* _任务说明_: 请把从条目开头起，到包含“[0,282,422,370]”的那一行为止（含该行）的所有行重新写出，请求行也一并保留。答案中的每个坐标数值都增加37。

边界框标注条目
····················

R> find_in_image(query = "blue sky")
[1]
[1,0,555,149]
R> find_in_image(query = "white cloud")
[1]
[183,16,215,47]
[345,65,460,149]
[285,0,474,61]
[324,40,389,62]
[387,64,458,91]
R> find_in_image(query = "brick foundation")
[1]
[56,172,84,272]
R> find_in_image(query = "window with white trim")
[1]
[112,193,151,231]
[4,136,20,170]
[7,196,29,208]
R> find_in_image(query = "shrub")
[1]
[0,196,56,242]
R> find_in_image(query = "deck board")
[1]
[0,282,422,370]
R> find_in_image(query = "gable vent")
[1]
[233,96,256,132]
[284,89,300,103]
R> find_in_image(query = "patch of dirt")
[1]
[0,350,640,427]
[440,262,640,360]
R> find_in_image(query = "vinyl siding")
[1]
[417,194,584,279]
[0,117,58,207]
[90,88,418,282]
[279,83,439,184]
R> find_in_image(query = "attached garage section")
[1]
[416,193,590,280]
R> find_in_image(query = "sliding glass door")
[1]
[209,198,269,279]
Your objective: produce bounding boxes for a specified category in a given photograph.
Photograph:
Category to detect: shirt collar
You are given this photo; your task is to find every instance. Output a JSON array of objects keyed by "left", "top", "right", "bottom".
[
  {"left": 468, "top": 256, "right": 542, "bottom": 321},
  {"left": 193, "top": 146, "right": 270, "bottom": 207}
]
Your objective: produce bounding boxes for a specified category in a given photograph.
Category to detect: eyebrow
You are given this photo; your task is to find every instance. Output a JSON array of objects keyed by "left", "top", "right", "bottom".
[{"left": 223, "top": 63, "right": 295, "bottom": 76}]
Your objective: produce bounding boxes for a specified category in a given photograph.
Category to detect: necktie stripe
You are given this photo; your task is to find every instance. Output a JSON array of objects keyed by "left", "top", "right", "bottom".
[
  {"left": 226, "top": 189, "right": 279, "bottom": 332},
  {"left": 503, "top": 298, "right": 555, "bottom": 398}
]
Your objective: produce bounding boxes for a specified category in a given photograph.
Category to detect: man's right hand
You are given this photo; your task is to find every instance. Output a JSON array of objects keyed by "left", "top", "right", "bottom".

····················

* _任务结果_:
R> find_in_image(query = "blue sky")
[1]
[38,37,592,186]
R> find_in_image(query = "white cloud")
[1]
[220,53,252,84]
[382,102,497,186]
[322,37,511,98]
[361,77,426,99]
[424,101,495,128]
R> find_in_image(query = "brick foundation")
[1]
[93,209,121,309]
R> find_in_image(query = "window with white trim")
[1]
[149,230,188,268]
[41,173,57,207]
[44,233,66,245]
R> find_in_image(query = "shrub")
[1]
[37,233,93,279]
R> find_in_image(query = "deck board")
[1]
[37,319,459,407]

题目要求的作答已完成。